* Begin Data for this exercise *
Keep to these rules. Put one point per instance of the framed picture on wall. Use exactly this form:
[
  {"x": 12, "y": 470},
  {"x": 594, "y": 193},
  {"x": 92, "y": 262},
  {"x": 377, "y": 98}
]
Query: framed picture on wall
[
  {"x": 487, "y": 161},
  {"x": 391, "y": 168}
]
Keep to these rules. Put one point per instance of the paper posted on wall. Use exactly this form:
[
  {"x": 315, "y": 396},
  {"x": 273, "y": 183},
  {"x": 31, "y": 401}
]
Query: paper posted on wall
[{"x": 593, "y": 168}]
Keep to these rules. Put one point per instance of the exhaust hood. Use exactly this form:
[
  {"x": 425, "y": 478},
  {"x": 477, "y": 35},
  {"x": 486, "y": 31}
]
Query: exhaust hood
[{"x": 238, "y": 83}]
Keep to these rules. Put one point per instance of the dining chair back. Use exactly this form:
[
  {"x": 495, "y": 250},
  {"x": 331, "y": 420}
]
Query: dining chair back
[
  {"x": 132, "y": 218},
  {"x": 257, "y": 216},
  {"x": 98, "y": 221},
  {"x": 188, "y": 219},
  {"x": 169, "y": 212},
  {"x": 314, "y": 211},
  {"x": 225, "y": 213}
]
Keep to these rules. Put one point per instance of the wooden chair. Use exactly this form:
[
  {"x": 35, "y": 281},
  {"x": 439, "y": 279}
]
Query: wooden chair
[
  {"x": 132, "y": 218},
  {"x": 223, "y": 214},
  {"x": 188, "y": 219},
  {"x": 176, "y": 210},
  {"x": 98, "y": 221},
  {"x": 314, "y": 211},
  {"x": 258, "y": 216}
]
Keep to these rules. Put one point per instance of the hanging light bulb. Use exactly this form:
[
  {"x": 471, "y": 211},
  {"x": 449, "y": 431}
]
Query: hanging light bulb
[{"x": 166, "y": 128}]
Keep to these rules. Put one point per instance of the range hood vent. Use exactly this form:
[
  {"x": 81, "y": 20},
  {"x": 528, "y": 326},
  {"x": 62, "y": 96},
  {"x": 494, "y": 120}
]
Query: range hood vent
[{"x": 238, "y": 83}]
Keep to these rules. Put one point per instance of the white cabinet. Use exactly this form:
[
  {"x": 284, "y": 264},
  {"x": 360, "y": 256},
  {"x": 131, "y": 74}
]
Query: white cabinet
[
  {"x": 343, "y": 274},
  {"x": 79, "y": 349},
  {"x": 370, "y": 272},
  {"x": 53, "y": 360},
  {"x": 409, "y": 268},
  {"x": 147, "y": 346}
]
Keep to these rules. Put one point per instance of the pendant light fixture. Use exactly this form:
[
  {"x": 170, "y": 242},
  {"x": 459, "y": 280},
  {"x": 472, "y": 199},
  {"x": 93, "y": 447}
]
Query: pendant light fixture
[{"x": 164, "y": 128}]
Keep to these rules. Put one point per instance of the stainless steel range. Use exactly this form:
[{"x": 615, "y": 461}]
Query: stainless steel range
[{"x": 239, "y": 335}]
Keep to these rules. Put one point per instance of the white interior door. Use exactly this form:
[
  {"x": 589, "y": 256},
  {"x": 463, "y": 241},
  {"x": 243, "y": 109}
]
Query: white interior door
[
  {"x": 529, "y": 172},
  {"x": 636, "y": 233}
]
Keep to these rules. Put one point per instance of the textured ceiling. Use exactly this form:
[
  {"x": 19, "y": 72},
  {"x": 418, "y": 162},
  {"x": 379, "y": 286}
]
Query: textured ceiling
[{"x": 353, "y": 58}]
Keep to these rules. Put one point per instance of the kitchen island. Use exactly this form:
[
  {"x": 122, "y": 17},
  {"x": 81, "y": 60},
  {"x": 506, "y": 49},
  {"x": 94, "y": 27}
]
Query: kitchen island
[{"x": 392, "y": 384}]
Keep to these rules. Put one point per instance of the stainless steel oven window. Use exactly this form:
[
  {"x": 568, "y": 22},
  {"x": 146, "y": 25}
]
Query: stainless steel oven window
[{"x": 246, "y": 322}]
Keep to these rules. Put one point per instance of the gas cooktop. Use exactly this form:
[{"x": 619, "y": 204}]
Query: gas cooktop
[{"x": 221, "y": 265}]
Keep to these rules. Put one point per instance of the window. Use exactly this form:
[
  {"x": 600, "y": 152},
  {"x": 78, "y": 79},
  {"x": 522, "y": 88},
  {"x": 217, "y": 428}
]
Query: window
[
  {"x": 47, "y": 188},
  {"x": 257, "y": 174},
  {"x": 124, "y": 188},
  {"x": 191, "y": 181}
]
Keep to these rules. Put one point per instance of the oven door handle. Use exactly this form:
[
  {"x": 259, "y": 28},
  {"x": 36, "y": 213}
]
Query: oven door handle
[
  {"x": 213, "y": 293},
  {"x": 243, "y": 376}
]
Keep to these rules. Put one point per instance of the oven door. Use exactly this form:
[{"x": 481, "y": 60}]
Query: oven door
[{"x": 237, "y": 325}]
* End Data for this exercise *
** Task objective **
The records above must be repeated exactly, every one of them.

** Complete output **
Keep to these rules. Put one point per instance of the framed picture on wall. Use exactly this form:
[
  {"x": 12, "y": 470},
  {"x": 594, "y": 193},
  {"x": 92, "y": 262},
  {"x": 377, "y": 98}
]
Query: framed picture on wall
[
  {"x": 487, "y": 161},
  {"x": 391, "y": 168}
]
Keep to these rules. Put one point per instance of the paper posted on wall. Use exactly this form:
[
  {"x": 315, "y": 396},
  {"x": 273, "y": 183},
  {"x": 31, "y": 401}
]
Query: paper posted on wall
[{"x": 593, "y": 168}]
Keep to these rules. Put one point per instance of the exhaust hood. Use exactly this form:
[
  {"x": 425, "y": 478},
  {"x": 477, "y": 35},
  {"x": 486, "y": 31}
]
Query: exhaust hood
[{"x": 238, "y": 83}]
Keep to these rules. Put one point per instance of the dining chair back. Use exactly this form:
[
  {"x": 495, "y": 250},
  {"x": 331, "y": 420}
]
Query: dining chair back
[
  {"x": 132, "y": 218},
  {"x": 257, "y": 216},
  {"x": 98, "y": 221},
  {"x": 188, "y": 219},
  {"x": 169, "y": 212},
  {"x": 314, "y": 211},
  {"x": 225, "y": 213}
]
Keep to these rules. Put one point per instance of the wooden chair. Use exactly this form:
[
  {"x": 35, "y": 281},
  {"x": 439, "y": 279}
]
Query: wooden chair
[
  {"x": 132, "y": 218},
  {"x": 223, "y": 214},
  {"x": 188, "y": 219},
  {"x": 176, "y": 210},
  {"x": 98, "y": 221},
  {"x": 314, "y": 211},
  {"x": 258, "y": 216}
]
Keep to these rules. Put one point per instance of the hanging light bulb. Use exactly this form:
[
  {"x": 471, "y": 211},
  {"x": 449, "y": 431}
]
Query: hanging light bulb
[{"x": 166, "y": 128}]
Keep to these rules. Put one point per instance of the range hood vent. Use exactly this form:
[
  {"x": 81, "y": 20},
  {"x": 528, "y": 326},
  {"x": 62, "y": 96},
  {"x": 494, "y": 120}
]
Query: range hood vent
[{"x": 238, "y": 83}]
Keep to these rules. Put one point per instance of the white cabinet. Use exactly this form:
[
  {"x": 284, "y": 264},
  {"x": 360, "y": 256},
  {"x": 131, "y": 74}
]
Query: white cabinet
[
  {"x": 343, "y": 274},
  {"x": 79, "y": 349},
  {"x": 370, "y": 272},
  {"x": 53, "y": 360},
  {"x": 409, "y": 268},
  {"x": 147, "y": 346}
]
Keep to these rules. Put one point per instance of the pendant light fixture. Use exactly this form:
[
  {"x": 170, "y": 242},
  {"x": 459, "y": 280},
  {"x": 472, "y": 199},
  {"x": 93, "y": 447}
]
Query: pendant light fixture
[{"x": 164, "y": 128}]
Keep to these rules. Put one point per instance of the stainless steel range. Use exactly this form:
[{"x": 615, "y": 461}]
Query: stainless steel range
[{"x": 239, "y": 335}]
Keep to these rules. Put one point per instance of the white interior door. Use exactly this form:
[
  {"x": 589, "y": 256},
  {"x": 463, "y": 241},
  {"x": 243, "y": 109}
]
Query: white interior door
[
  {"x": 529, "y": 172},
  {"x": 636, "y": 233}
]
Keep to these rules. Put one point per instance of the textured ceiling. Use exactly this form:
[
  {"x": 19, "y": 72},
  {"x": 418, "y": 162},
  {"x": 379, "y": 286}
]
Query: textured ceiling
[{"x": 353, "y": 58}]
Keep to these rules. Put one point per instance of the kitchen island. Use exactly this form:
[
  {"x": 122, "y": 17},
  {"x": 81, "y": 60},
  {"x": 506, "y": 49},
  {"x": 94, "y": 27}
]
Query: kitchen island
[{"x": 392, "y": 384}]
Keep to these rules. Put one point per instance of the stainless steel oven window. Use exactly this form:
[
  {"x": 568, "y": 22},
  {"x": 146, "y": 25}
]
Query: stainless steel oven window
[{"x": 246, "y": 322}]
Keep to these rules. Put one point per instance of the gas cooktop. Use exactly this form:
[{"x": 619, "y": 204}]
Query: gas cooktop
[{"x": 221, "y": 265}]
Keep to these rules. Put one point per instance of the window. Use exactly this form:
[
  {"x": 600, "y": 152},
  {"x": 78, "y": 79},
  {"x": 522, "y": 88},
  {"x": 217, "y": 428}
]
Query: window
[
  {"x": 47, "y": 188},
  {"x": 257, "y": 174},
  {"x": 124, "y": 188},
  {"x": 191, "y": 181}
]
Keep to these rules. Put one point per instance of the oven door handle. Use exactly this form:
[
  {"x": 259, "y": 28},
  {"x": 36, "y": 213}
]
Query: oven door handle
[
  {"x": 213, "y": 293},
  {"x": 243, "y": 376}
]
Keep to these rules. Put one point per instance of the oven door. Use exactly this form:
[{"x": 481, "y": 60}]
Query: oven door
[{"x": 237, "y": 325}]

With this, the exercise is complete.